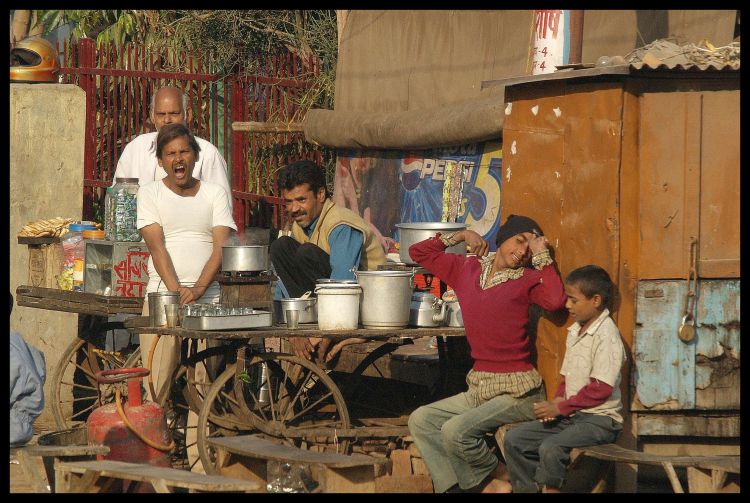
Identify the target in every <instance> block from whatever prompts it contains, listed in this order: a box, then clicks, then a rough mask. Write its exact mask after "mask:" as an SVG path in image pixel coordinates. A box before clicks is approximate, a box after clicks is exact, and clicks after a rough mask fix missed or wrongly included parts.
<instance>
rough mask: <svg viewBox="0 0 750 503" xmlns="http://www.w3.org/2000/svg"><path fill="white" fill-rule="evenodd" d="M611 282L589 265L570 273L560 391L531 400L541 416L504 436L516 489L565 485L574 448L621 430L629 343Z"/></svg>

---

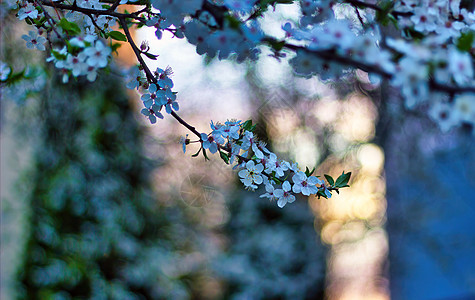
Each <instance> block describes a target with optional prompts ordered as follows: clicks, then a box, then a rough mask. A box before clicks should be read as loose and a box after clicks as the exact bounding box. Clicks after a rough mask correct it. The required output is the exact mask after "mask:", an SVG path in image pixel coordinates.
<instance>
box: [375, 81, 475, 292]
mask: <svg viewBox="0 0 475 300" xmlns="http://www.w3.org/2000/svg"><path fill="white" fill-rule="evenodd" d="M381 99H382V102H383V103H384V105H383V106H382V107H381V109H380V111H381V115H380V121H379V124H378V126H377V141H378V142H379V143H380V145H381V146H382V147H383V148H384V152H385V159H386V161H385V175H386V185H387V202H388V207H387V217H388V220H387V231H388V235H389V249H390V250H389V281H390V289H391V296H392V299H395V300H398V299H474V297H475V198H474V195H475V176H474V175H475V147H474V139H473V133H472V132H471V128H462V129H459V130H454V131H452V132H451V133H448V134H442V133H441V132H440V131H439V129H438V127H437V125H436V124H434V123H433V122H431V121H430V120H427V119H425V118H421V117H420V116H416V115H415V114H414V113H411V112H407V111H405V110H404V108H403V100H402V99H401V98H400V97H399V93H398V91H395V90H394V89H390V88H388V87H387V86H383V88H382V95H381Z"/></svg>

### Exercise aim:
List every line above containing the word "clicks".

### Written response:
Identify the target in every <instance> block from whatever prompts it contains, listed in this order: a box, then clicks, then a rough mask. Write its exact mask after "mask:" as an SVG path in image pixel coordinates. A box before clicks is approximate, a box after clicks is exact, and clicks after a rough mask fix missed or wrongly included parts.
Each <instance> block describes a target with optional prompts ordered as follows: clicks, then a box, then a rough mask. A box before clicks should be read as loose and a box after clicks as the exact bounding box. Clicks after a rough mask correct it. The required output is the exact mask after "mask:", an SVG path in image pixel coordinates.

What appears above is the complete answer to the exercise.